[PROVIDED MATERIAL Boundary: Start]

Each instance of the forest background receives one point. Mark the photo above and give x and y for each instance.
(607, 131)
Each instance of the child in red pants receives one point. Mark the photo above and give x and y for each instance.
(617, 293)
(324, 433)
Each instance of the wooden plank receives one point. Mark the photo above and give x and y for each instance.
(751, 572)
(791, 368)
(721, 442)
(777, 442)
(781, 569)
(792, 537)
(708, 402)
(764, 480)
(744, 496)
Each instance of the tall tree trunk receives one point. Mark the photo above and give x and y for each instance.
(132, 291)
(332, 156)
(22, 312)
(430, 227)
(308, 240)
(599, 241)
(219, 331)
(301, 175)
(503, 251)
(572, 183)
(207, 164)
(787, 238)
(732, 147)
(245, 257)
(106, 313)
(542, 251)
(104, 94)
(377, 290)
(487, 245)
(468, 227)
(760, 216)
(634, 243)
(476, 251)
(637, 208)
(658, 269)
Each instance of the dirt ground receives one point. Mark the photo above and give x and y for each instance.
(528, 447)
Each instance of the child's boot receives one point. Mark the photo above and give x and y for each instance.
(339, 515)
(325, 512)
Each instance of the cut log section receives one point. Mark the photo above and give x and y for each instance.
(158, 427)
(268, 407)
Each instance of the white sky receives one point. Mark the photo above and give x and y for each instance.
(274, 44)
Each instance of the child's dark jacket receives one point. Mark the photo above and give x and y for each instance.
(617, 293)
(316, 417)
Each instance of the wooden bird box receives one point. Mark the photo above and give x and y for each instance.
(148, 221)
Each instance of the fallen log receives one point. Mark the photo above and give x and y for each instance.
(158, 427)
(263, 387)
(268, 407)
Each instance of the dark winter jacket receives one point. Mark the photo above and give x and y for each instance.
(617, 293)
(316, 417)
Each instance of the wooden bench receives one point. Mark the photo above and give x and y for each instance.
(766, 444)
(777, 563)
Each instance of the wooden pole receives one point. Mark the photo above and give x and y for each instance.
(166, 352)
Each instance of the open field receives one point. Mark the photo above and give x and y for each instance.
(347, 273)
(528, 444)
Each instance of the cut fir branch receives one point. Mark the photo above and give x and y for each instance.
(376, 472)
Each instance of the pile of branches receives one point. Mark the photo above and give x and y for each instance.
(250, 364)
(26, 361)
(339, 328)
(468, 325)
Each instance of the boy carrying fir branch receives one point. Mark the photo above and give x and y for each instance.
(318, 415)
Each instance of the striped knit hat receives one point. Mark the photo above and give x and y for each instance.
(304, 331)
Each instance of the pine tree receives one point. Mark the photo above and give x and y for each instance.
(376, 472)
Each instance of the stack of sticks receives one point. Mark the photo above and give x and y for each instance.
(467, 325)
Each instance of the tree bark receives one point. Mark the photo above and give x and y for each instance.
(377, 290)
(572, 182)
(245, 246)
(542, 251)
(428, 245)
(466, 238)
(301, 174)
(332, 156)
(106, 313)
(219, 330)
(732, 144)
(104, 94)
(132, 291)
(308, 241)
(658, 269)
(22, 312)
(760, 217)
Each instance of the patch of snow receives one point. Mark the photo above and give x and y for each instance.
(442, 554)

[PROVIDED MATERIAL Boundary: End]

#### ACTIVITY
Beginning with the line that contains "Each instance of the stack", quote each line exactly through the last line of the entries above, and nothing beyond them.

#### PROBLEM SOLUTION
Each instance of the stack of sticks receives one point. Mark the photo above and give x and y for each instance.
(467, 325)
Each instance of the tree bark receives one point. Mark the photo above and give x and y for each instance.
(377, 290)
(572, 182)
(245, 246)
(542, 251)
(428, 245)
(466, 238)
(301, 174)
(332, 156)
(106, 313)
(219, 330)
(732, 144)
(104, 94)
(132, 291)
(308, 241)
(658, 269)
(22, 312)
(760, 217)
Each instance of the patch of snow receives one point. Mark the photo above and give x and y for each instance.
(442, 554)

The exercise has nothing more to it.